One of the most courageous children I have ever known, for whom I had responsibility for a short while, had serious asthma. He was in this country from Germany with me. He longed for a normal life and he did everything that he could to have one. I longed for access to specialist care and the certainty that I could reach it if he had an attack. There were no specialists where we were and the GP did not have specialist knowledge.
One priority is to ensure that people have the name of a GP who specialises in asthma care. I think that only 13 per cent of people have the comfort of knowing that that is available. A survey has shown that 20 per cent of asthma nurses, who are expected to diagnose asthma and to give follow-up treatment without medical input, have not had accredited training. People with asthma have told us that the recent decline in the number of specialist asthma nurses has affected the quality of care that they receive. This is at a time when the number of people suffering from asthma is increasing rapidly. I hope that the Government will do something to make this a priority in the very near future.

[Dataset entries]
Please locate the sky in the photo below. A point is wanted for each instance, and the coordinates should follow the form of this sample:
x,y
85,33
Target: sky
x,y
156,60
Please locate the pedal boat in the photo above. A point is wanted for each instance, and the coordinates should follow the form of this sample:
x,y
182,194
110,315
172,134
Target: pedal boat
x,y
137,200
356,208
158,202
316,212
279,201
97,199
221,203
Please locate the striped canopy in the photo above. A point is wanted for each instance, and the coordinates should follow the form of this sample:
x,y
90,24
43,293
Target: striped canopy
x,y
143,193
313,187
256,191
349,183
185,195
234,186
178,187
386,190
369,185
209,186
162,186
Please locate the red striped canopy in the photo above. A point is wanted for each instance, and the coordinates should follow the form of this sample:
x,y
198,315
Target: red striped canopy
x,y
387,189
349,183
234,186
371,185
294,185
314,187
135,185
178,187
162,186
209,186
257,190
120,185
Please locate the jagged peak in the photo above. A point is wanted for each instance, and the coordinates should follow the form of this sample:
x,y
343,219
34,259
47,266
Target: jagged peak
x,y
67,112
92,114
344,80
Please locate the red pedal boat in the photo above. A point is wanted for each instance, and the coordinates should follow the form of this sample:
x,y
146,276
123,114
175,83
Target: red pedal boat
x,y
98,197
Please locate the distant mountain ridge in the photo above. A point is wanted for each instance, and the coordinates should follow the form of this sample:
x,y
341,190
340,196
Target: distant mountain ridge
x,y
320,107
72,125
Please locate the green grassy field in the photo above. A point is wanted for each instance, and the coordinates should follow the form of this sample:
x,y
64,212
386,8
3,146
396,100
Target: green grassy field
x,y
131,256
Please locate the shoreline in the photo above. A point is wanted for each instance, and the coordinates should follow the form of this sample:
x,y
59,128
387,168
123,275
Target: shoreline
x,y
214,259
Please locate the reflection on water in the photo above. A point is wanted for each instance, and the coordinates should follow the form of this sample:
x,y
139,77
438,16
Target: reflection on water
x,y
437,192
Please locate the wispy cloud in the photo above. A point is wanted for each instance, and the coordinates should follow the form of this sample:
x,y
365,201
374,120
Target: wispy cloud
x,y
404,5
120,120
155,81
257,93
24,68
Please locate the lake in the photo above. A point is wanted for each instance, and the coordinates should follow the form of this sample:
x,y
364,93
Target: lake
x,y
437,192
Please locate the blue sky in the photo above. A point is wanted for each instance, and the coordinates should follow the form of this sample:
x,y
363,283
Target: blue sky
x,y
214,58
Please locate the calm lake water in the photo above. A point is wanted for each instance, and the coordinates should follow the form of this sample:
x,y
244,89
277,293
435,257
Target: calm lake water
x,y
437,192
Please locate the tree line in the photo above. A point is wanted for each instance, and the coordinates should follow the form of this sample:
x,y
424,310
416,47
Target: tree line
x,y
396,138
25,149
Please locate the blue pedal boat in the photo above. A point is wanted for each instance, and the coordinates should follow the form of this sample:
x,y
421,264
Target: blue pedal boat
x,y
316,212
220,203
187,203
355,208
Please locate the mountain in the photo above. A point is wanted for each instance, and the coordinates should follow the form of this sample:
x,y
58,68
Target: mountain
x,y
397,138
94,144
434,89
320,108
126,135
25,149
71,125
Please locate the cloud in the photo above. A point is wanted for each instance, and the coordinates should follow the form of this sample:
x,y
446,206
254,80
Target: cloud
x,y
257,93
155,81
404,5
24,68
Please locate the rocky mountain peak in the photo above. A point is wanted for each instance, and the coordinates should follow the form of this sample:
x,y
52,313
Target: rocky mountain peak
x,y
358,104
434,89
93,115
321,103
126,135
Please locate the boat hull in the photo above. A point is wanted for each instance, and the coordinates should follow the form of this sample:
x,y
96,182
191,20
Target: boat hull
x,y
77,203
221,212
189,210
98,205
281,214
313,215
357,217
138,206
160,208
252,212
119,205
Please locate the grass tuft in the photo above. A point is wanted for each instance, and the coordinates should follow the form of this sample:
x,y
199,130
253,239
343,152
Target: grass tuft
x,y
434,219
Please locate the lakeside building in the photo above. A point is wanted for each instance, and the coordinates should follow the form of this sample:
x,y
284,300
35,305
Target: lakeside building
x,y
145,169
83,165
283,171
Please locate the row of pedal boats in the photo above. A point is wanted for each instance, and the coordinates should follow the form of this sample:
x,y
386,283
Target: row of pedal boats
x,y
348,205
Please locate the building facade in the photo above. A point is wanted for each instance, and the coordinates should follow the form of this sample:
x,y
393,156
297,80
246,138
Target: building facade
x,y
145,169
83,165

| TASK SET |
(a) In the asthma care passage, why did the speaker long for access to specialist care for the child?
(b) Extract the wording of the asthma care passage between "One priority is" and "very near future.", inclusive.

| ANSWERS TO THE PROBLEMS |
(a) The child had serious asthma, and the speaker wanted to be sure that specialist care could be reached if he had an attack. There were no specialists where they were, and the GP did not have specialist knowledge.

(b)
One priority is to ensure that people have the name of a GP who specialises in asthma care. I think that only 13 per cent of people have the comfort of knowing that that is available. A survey has shown that 20 per cent of asthma nurses, who are expected to diagnose asthma and to give follow-up treatment without medical input, have not had accredited training. People with asthma have told us that the recent decline in the number of specialist asthma nurses has affected the quality of care that they receive. This is at a time when the number of people suffering from asthma is increasing rapidly. I hope that the Government will do something to make this a priority in the very near future.